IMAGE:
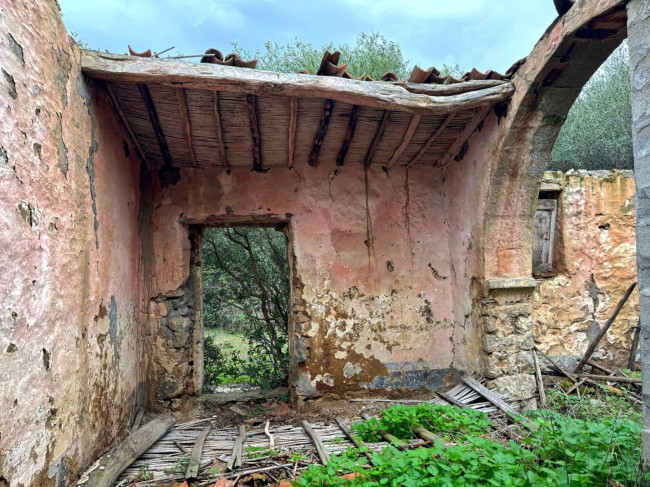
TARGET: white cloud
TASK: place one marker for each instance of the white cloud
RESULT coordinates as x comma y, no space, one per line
421,9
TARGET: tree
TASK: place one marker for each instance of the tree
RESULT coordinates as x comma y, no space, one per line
246,287
597,133
372,54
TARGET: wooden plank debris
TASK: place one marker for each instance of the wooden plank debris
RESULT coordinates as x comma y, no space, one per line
348,434
612,378
195,458
137,420
387,96
386,436
320,449
631,361
111,465
594,343
452,400
235,457
498,402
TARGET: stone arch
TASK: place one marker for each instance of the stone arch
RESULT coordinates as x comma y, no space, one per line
547,84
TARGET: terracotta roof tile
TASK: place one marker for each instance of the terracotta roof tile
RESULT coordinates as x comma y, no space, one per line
329,66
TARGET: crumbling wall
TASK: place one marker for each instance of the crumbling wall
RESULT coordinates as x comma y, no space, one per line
595,262
371,306
69,246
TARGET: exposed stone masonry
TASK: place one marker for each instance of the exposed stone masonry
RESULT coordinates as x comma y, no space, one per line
173,344
508,338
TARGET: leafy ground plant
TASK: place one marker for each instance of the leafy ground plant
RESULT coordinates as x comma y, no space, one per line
564,451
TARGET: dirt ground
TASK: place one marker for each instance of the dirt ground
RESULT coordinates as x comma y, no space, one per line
319,410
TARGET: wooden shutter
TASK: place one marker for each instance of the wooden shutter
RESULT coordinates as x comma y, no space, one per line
543,234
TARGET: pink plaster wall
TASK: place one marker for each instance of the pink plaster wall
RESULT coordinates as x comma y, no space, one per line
69,247
365,246
467,191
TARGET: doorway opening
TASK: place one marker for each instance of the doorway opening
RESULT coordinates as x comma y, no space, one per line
245,281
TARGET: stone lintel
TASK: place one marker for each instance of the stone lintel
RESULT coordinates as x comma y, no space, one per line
548,186
521,284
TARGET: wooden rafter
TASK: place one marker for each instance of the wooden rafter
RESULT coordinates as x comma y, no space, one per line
207,76
251,104
320,133
378,135
349,135
415,121
293,123
155,123
431,139
455,146
217,119
434,89
124,121
185,117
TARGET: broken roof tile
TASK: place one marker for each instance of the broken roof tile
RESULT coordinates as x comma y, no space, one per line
329,66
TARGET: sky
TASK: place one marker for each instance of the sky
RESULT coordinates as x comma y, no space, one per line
486,34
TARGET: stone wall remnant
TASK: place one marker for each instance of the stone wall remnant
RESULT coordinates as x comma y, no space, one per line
594,263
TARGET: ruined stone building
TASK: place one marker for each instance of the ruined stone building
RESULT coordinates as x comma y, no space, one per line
408,207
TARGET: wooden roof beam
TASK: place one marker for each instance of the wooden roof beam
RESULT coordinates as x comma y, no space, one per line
415,121
155,123
455,146
320,132
431,139
217,120
387,96
115,105
293,123
375,141
349,135
251,105
185,117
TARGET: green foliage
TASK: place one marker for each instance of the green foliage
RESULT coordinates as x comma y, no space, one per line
259,452
221,367
372,54
246,289
399,420
563,452
597,133
591,408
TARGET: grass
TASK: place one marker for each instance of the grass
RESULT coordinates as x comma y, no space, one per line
228,341
583,445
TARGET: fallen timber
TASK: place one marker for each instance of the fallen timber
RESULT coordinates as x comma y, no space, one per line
292,451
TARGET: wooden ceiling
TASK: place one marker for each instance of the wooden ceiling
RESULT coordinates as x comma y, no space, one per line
184,114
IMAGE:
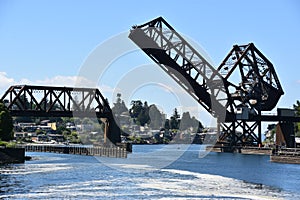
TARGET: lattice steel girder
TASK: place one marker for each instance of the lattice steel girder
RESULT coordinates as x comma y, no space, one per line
183,63
55,101
43,101
257,78
240,132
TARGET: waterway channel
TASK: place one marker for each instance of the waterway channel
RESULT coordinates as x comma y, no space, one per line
151,172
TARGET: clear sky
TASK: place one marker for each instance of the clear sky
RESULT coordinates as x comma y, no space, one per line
47,42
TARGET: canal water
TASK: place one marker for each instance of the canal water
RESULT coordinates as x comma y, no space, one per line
151,172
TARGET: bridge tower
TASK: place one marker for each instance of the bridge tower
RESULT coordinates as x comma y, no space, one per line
236,93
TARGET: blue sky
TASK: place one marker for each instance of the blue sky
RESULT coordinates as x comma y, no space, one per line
47,42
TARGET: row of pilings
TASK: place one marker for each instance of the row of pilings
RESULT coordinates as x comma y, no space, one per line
102,151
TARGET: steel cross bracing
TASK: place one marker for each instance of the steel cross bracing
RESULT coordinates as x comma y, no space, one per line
43,101
183,63
215,89
55,101
257,81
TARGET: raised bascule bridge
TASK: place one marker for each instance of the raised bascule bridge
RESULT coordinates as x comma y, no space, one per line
236,93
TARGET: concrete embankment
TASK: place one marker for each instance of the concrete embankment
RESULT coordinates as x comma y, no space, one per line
12,155
286,155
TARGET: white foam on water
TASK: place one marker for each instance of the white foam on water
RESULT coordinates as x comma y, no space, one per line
163,184
36,168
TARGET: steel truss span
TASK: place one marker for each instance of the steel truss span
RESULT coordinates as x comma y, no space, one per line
244,85
48,101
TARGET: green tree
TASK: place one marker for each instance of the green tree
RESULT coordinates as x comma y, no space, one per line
156,118
186,121
174,121
143,117
6,124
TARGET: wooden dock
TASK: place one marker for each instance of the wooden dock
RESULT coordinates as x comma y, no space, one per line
114,151
286,155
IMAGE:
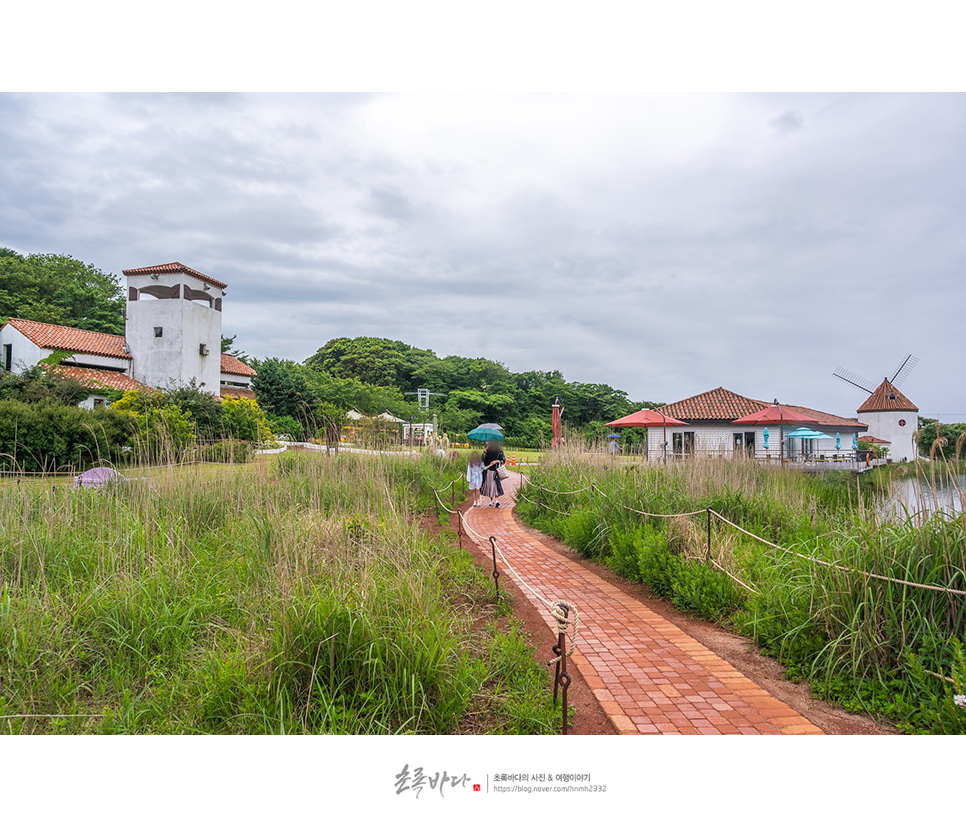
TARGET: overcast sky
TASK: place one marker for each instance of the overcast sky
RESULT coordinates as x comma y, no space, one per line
663,244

■ **Exercise**:
Convert every one of the items above into a numbered list, omitting any blank lines and leaving the pictures out.

■ **The output**:
1. IMAGE:
2. TARGET: white cloud
3. TASK: place one marker for each instance of the white cloud
4. RESULT coordinates as x comma y, no space, one per line
5. 421,9
6. TARGET: tree
7. TASK: place one marker for each instance of the tree
8. RESULT coordinates as x comma y, no space, one per line
9. 246,287
10. 597,133
11. 372,54
12. TARGET: wooden plank debris
13. TASK: place one marker for each instance of the wooden plank debris
14. RESULT coordinates as x comma y, no space, one per line
15. 348,434
16. 612,378
17. 195,458
18. 137,420
19. 387,96
20. 386,436
21. 320,449
22. 631,361
23. 111,465
24. 594,343
25. 452,400
26. 235,457
27. 498,402
28. TARGET: stone arch
29. TASK: place one marker for each instance of the stone arch
30. RESULT coordinates as x comma y, no space, one per line
31. 547,84
32. TARGET: terracotta roof tile
33. TASK: place one marker for each instance of the terracotta roof tile
34. RESULT coordinates as x comma y, no space, one per line
35. 329,66
36. TARGET: crumbling wall
37. TASK: place one marker for each instance of the crumbling wall
38. RESULT coordinates as x comma y, no space, one per line
39. 595,262
40. 371,306
41. 69,246
42. TARGET: exposed stone masonry
43. TASK: place one marker for each instance of the exposed stone masonry
44. RESULT coordinates as x comma y, no space, one per line
45. 173,344
46. 508,338
47. TARGET: leafy ground plant
48. TASK: place one marker for each instance of the leafy ground plant
49. RESULT coordinates as x comma y, no space, one per line
50. 564,451
51. TARGET: dirt ground
52. TASK: place one marker for each instance of the dirt ground
53. RESULT coordinates as x comma y, no space, one per line
54. 319,410
55. TARGET: wooden shutter
56. TASK: place one marker for each instance of the wooden shutter
57. RESULT coordinates as x comma y, no space, one per line
58. 543,234
59. TARGET: pink plaster wall
60. TASK: place one marker for each instance of the pink plaster wall
61. RESULT coordinates as x comma y, no space, one per line
62. 69,247
63. 365,246
64. 467,191
65. TARGET: doorway opening
66. TASK: place one marker for each instance of the doorway opening
67. RESULT coordinates as x comma y, no space, one per line
68. 245,281
69. TARGET: stone lintel
70. TASK: place one marker for each instance of the stone lintel
71. RESULT coordinates as x comma y, no space, one per line
72. 548,186
73. 521,284
74. TARGET: wooden rafter
75. TASK: place one marker for each instance of the wooden rafter
76. RESULT coordinates as x comma y, no space, one per line
77. 207,76
78. 251,104
79. 320,133
80. 378,135
81. 349,135
82. 415,121
83. 293,123
84. 155,123
85. 431,139
86. 455,146
87. 217,119
88. 434,89
89. 124,121
90. 185,117
91. TARGET: broken roof tile
92. TASK: place one marker for each instance of the broken roof tile
93. RESULT coordinates as x comma y, no space, one per line
94. 329,66
95. TARGET: sky
96. TASK: place one marker for each instance of the sky
97. RESULT coordinates as x comma y, no space, one per line
98. 486,34
99. TARGET: stone wall remnant
100. TASK: place one marker for each instance of the stone wall remnant
101. RESULT coordinates as x comma y, no space, one per line
102. 594,263
103. TARGET: ruined stone building
104. TASK: place one marker for each instance of the ruined stone building
105. RESULT coordinates as x comma y, no space, one per line
106. 408,207
107. TARGET: wooden roof beam
108. TASK: place one marker for each instance of the wooden roof beam
109. RESULT coordinates as x comma y, no space, one per line
110. 415,121
111. 155,123
112. 455,146
113. 320,132
114. 431,139
115. 217,120
116. 387,96
117. 115,105
118. 293,123
119. 375,141
120. 349,135
121. 251,105
122. 185,117
123. TARGET: green foliage
124. TASK: place one marker for each instance of the green foliage
125. RESULT coordinates as x comma y, no space, one per line
126. 259,452
127. 221,367
128. 372,54
129. 246,289
130. 399,420
131. 563,452
132. 597,133
133. 591,408
134. TARGET: grass
135. TASK: place one marker for each instance of the grass
136. RESULT coordinates as x comma y, no space, one per line
137. 228,341
138. 583,445
139. TARGET: fallen timber
140. TASK: place one marker for each instance of the fallen timber
141. RESULT coordinates as x comma y, no space, one per line
142. 292,451
143. TARGET: wooden ceiling
144. TASK: place one marker for each instance of the wooden ceiling
145. RESULT coordinates as x comma y, no space, one per line
146. 184,114
147. IMAGE:
148. TARGET: lattice steel girder
149. TASK: place one marker for each instance of the lattice steel girder
150. RESULT coordinates as x comma y, no space, one per line
151. 183,63
152. 55,101
153. 43,101
154. 257,78
155. 240,132
156. TARGET: waterway channel
157. TASK: place one marker for each instance of the waterway channel
158. RESULT coordinates as x comma y, no space, one per line
159. 151,172
160. TARGET: clear sky
161. TASK: place one marker for each instance of the clear sky
162. RESULT coordinates as x comma y, no space, one per line
163. 47,42
164. TARGET: canal water
165. TASK: place one marker for each instance of the canal water
166. RESULT coordinates as x comma y, no space, one per line
167. 151,172
168. TARGET: bridge tower
169. TASK: place one marker for each instance of the bridge tower
170. RESULT coordinates as x comma y, no space, one per line
171. 236,93
172. TARGET: blue sky
173. TASK: place one marker for each instance of the blue sky
174. RESULT coordinates as x comma y, no space, one per line
175. 47,42
176. TARGET: row of pilings
177. TASK: place one marker for each instance of the row of pilings
178. RESULT coordinates as x comma y, no space, one per line
179. 102,151
180. TARGET: steel cross bracing
181. TASK: place one marker for each instance of the steel cross bracing
182. RESULT coordinates as x comma y, no space, one per line
183. 43,101
184. 183,63
185. 215,89
186. 55,101
187. 257,81
188. TARGET: raised bascule bridge
189. TASK: place one marker for each instance of the raised bascule bridge
190. RESULT coordinates as x comma y, no space, one per line
191. 236,93
192. TARGET: concrete embankment
193. TASK: place one marker for each instance of the concrete embankment
194. RESULT coordinates as x comma y, no space, one per line
195. 12,155
196. 286,155
197. TARGET: white foam on water
198. TASK: place one marker for each instance of the white foam on water
199. RESULT coordinates as x comma y, no space, one per line
200. 163,184
201. 36,168
202. TARGET: steel truss span
203. TASK: place one marker for each instance of the steel truss span
204. RESULT coordinates as x comma y, no space, one per line
205. 244,85
206. 48,101
207. TARGET: green tree
208. TASK: place one marker for each instance of the green tree
209. RESULT coordinates as x comma y, no space, one per line
210. 156,118
211. 186,121
212. 174,121
213. 143,117
214. 6,124
215. TARGET: wooden dock
216. TASK: place one marker for each instance of the wooden dock
217. RESULT coordinates as x comma y, no space, one per line
218. 114,151
219. 286,155
220. IMAGE:
221. TARGET: overcast sky
222. TASK: place one marker for each instance of the overcast sky
223. RESULT coordinates as x comma y, no space, one per line
224. 663,244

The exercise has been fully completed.